Start of RECORDS SHOWN
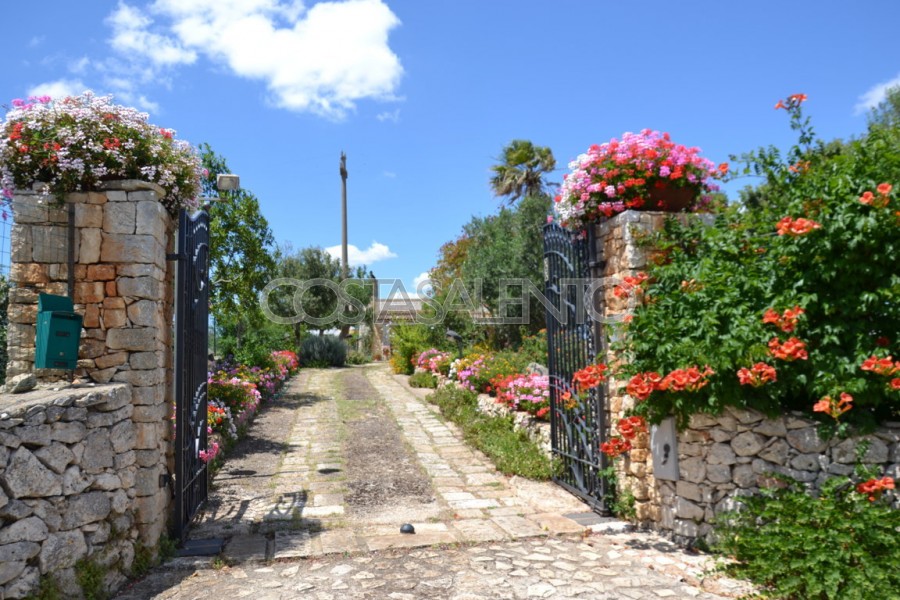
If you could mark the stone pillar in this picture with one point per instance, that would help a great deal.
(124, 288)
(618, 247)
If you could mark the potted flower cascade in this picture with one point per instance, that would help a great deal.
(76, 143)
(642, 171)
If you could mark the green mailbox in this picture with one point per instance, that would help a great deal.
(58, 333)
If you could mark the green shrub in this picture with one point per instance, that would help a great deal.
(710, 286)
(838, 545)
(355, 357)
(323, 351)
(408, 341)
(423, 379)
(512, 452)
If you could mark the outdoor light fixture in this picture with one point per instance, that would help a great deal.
End of RECORDS SHOWN
Everything from the line with "If you could mark the green mailbox" to the end of the listing above is to be set down exactly, both ends included.

If you could mark the green mailbox in this picture with one point per instance, that would help a great deal.
(58, 333)
If you could mark the green shrub in this picture with one point per instance, that would help a great deal.
(710, 286)
(838, 545)
(355, 357)
(323, 351)
(408, 341)
(423, 379)
(512, 452)
If you could mark the outdoor light fixture in this picture with one point per instance, that would help a great deal.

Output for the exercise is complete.